━━━━━ Exercise material

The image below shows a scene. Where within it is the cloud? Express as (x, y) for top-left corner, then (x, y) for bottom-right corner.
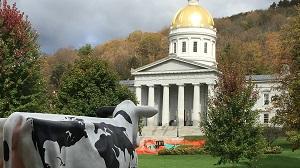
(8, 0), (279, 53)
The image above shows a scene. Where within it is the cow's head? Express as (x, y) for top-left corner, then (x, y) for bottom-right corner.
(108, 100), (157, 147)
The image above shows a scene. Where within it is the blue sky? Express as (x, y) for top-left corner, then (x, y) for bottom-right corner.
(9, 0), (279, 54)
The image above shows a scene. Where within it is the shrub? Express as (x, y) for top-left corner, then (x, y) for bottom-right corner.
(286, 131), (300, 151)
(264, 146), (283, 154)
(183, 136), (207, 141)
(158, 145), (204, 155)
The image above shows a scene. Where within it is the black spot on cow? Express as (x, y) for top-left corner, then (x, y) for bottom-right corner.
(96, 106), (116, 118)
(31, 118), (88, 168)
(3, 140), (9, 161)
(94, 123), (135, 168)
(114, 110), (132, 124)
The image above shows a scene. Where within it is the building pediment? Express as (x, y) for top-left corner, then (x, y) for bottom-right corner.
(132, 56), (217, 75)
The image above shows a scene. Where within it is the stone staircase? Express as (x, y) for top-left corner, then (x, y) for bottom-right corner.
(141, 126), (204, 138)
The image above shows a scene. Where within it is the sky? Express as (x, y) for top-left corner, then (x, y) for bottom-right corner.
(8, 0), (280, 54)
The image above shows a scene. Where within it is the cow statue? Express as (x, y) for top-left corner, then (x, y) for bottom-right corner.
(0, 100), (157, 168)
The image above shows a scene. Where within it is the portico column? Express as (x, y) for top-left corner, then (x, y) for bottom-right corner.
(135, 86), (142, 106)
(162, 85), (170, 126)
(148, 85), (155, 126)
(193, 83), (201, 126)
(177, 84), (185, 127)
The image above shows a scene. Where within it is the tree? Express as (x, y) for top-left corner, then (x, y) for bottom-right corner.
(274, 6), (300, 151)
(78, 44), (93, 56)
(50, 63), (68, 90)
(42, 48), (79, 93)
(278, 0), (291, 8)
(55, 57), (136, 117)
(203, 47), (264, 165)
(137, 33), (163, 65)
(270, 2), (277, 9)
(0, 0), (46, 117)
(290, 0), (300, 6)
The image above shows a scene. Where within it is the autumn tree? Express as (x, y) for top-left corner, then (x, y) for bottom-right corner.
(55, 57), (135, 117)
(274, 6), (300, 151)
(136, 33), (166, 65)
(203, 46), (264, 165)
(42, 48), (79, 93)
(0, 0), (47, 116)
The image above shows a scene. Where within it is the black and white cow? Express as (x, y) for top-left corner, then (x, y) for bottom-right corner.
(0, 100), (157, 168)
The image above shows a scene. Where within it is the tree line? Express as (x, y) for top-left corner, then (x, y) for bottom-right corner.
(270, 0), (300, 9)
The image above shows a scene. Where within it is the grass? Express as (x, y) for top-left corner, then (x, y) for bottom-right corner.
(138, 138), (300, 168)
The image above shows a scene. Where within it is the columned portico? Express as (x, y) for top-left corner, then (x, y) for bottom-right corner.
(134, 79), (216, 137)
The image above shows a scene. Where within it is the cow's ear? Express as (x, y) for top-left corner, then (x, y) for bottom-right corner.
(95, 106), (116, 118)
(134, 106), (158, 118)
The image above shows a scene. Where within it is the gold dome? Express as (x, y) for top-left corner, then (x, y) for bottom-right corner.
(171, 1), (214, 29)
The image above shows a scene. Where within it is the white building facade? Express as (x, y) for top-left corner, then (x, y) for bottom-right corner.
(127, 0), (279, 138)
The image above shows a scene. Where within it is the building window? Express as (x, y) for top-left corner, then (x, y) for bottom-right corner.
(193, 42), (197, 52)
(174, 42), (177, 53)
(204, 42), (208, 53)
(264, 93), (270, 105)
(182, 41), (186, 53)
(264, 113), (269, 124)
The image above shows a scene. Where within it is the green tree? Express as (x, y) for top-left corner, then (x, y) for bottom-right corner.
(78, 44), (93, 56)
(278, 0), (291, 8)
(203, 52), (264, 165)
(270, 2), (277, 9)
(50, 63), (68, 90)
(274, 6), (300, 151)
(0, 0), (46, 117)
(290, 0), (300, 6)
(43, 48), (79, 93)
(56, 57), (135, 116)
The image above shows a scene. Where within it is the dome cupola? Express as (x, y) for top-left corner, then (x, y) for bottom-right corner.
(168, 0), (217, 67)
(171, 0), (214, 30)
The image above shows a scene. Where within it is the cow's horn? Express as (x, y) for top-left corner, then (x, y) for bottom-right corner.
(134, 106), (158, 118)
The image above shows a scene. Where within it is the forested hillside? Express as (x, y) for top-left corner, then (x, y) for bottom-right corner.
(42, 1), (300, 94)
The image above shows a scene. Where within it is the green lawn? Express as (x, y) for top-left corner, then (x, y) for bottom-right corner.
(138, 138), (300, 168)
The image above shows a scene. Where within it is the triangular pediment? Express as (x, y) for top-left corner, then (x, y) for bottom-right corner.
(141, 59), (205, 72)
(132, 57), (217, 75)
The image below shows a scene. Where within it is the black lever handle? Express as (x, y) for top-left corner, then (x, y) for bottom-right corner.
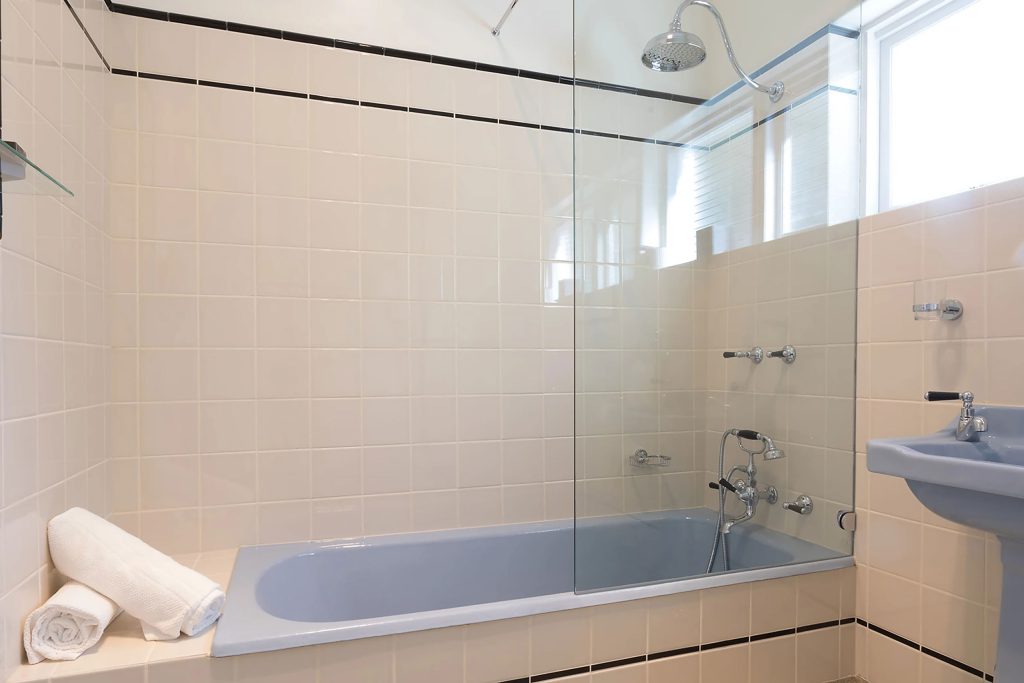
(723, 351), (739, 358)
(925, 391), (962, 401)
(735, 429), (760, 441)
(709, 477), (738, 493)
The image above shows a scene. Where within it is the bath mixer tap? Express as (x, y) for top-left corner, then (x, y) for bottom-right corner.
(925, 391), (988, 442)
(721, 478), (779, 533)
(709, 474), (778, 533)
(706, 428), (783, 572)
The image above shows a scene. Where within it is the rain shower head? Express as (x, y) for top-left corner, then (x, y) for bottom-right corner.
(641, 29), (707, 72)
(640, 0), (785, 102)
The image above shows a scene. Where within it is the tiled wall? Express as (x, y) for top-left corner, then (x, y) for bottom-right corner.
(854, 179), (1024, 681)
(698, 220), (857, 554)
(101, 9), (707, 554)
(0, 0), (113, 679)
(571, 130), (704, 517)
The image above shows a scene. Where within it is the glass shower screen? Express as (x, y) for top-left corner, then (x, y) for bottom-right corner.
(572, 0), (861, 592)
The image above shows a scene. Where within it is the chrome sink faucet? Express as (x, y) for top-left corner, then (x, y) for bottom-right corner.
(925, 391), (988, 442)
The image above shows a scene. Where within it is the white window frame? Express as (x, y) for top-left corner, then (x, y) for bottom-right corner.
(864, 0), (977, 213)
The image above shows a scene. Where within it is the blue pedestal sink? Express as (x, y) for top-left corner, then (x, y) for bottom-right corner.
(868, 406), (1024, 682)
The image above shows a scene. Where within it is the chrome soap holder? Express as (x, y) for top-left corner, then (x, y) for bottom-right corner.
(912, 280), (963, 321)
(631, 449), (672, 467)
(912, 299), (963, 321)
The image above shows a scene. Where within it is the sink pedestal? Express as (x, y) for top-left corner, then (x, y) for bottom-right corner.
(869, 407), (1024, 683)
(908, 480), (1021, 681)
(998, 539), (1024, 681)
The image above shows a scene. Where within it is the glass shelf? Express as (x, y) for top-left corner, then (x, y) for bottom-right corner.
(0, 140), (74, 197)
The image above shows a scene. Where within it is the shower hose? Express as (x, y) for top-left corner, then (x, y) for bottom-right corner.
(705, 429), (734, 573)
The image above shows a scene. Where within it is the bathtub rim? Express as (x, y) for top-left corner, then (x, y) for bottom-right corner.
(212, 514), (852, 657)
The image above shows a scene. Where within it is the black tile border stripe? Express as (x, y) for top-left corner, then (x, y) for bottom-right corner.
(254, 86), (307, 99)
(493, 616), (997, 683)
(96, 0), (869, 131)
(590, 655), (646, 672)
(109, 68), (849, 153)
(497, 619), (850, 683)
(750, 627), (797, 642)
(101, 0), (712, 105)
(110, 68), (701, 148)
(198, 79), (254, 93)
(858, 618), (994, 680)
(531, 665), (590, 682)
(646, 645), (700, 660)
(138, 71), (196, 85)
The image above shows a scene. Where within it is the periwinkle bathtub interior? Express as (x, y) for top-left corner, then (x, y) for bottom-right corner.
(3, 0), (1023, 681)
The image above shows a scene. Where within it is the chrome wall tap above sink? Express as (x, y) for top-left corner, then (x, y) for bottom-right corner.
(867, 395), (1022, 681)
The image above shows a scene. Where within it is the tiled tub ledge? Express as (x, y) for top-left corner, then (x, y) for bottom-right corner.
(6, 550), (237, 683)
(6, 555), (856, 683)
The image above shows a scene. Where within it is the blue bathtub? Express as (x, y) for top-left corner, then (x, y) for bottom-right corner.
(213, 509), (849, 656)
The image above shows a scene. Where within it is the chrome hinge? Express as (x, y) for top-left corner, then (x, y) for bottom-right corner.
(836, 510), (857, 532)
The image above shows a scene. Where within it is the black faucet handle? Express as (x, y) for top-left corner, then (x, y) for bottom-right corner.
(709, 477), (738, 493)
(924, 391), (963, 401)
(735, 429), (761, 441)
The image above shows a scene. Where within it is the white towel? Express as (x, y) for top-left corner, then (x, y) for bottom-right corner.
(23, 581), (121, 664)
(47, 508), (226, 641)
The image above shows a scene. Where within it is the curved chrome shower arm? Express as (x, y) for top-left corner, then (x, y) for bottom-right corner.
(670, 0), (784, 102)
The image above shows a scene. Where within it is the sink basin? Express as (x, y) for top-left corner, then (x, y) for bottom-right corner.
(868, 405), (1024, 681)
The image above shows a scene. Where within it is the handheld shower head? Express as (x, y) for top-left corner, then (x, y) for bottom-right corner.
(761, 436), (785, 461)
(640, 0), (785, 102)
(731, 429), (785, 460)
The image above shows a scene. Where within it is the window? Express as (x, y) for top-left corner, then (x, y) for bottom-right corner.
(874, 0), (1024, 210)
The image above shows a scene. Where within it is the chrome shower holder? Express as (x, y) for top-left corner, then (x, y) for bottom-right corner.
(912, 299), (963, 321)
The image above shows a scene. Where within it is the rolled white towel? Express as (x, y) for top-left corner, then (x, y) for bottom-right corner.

━━━━━━━━━━
━━━━━ Exercise material

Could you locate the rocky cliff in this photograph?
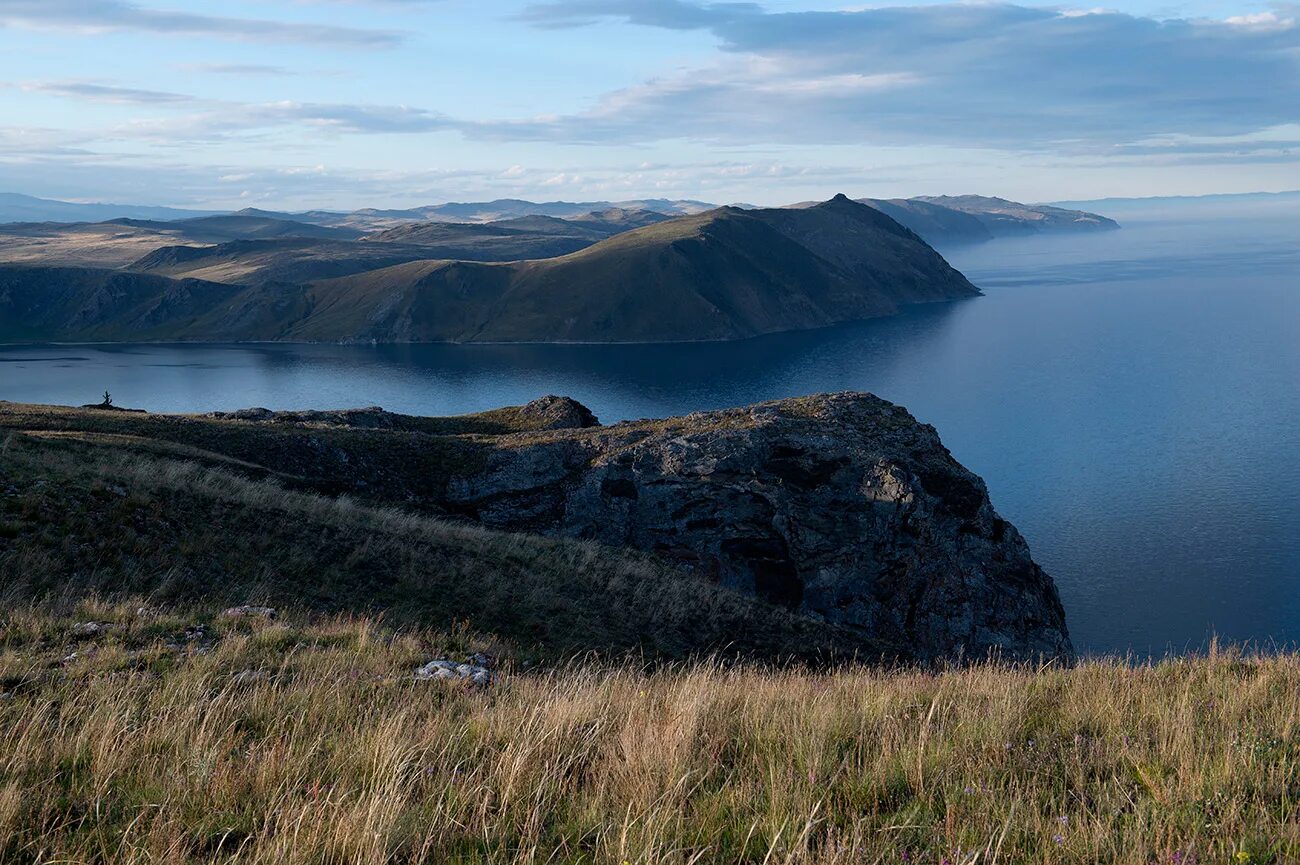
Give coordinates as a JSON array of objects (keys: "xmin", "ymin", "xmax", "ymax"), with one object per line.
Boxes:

━━━━━━━━━━

■ **Problem**
In the data above, start at the line that has "is the handheld", stop after the line that has "is the rolled", and print every line in between exactly as it stands.

■ **Task result**
The image above shows a scene. Where within it is the handheld shower head? Express as (x, y) for top-left corner, then (x, y) for bottom-right corner.
(761, 436), (785, 461)
(640, 0), (785, 102)
(731, 429), (785, 460)
The image above shows a scene. Where within it is the window? Express as (x, y) for top-left corner, then (x, y) for bottom-right corner.
(874, 0), (1024, 210)
The image above shows a scene. Where within it is the chrome shower holder? Express as (x, y) for top-left corner, then (x, y) for bottom-right corner.
(912, 299), (963, 321)
The image above shows a scene. Where within it is the rolled white towel? Express as (x, y) for top-left corner, then (x, y) for bottom-right corner.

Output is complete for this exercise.